Supplied passage:

**********

NixOS VM test with network access

The first post of this blog described how I wrote integration tests for a hobby project of mine to interact with Hyprland (a Window Manager for Wayland).

This time, I had another project of mine that desperately needed a better way to run integrations tests: nix-alien. I already had integration tests that I wrote a few years ago, but they're basically just a bunch of glorified shell scripts wrapped in Nix for (some) sanity.

But this time I had much better Nix knowledge and I knew about NixOS VM tests, so why not port the old tests to use it instead? Since GitHub Actions and nix-installer-action supports KVM, it means I can even run the tests inside GitHub Actions for free (since it is an open-source project).

Taking the knowledge from my previous blog post this was mostly a breeze, and I got a bootable flake.nix file really fast. But then I hit a road-block: how can I give the VM access to internet?

**********

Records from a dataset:
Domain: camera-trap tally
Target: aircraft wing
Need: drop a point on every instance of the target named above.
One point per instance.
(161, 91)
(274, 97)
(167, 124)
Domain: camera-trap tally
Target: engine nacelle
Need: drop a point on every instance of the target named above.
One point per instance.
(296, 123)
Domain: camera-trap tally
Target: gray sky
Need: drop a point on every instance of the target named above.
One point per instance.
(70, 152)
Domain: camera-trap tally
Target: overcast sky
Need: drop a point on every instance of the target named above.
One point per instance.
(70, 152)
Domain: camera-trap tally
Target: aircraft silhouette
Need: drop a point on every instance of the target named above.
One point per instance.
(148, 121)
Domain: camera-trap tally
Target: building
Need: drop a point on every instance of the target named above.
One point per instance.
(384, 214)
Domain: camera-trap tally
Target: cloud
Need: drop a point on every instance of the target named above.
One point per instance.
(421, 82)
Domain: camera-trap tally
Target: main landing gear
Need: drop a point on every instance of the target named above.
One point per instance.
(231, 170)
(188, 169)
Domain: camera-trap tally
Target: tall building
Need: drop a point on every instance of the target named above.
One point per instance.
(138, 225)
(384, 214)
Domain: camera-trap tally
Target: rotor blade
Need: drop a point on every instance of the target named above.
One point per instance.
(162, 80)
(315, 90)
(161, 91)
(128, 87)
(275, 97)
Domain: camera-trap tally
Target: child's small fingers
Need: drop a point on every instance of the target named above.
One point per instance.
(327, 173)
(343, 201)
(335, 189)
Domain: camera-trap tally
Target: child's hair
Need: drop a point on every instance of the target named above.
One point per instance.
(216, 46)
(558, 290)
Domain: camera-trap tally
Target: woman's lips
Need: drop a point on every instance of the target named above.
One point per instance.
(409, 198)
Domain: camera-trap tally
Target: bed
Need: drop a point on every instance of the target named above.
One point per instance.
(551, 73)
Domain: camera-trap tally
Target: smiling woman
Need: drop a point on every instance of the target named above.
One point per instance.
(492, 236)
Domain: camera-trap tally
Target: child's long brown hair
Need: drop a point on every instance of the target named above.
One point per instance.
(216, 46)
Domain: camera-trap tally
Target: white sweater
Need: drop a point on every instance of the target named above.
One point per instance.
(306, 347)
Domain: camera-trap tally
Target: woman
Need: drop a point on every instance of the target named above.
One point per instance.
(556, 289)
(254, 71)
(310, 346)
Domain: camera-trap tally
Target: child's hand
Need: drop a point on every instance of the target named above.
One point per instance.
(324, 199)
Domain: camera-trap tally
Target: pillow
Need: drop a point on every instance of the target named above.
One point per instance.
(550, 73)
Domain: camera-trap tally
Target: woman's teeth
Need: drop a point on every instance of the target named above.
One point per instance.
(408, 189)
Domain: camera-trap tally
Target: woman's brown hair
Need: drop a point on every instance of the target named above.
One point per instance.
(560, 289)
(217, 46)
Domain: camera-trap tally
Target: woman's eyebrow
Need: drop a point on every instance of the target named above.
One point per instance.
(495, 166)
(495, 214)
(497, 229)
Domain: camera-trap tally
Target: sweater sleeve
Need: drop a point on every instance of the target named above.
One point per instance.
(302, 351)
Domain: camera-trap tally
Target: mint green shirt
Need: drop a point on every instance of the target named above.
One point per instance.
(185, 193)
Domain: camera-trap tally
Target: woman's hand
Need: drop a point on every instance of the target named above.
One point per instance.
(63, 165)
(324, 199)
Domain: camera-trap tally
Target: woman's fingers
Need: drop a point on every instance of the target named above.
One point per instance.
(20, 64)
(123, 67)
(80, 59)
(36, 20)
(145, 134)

**********

Copy out the NixOS VM test post word for word, from its title to its final question.

NixOS VM test with network access

The first post of this blog described how I wrote integration tests for a hobby project of mine to interact with Hyprland (a Window Manager for Wayland).

This time, I had another project of mine that desperately needed a better way to run integrations tests: nix-alien. I already had integration tests that I wrote a few years ago, but they're basically just a bunch of glorified shell scripts wrapped in Nix for (some) sanity.

But this time I had much better Nix knowledge and I knew about NixOS VM tests, so why not port the old tests to use it instead? Since GitHub Actions and nix-installer-action supports KVM, it means I can even run the tests inside GitHub Actions for free (since it is an open-source project).

Taking the knowledge from my previous blog post this was mostly a breeze, and I got a bootable flake.nix file really fast. But then I hit a road-block: how can I give the VM access to internet?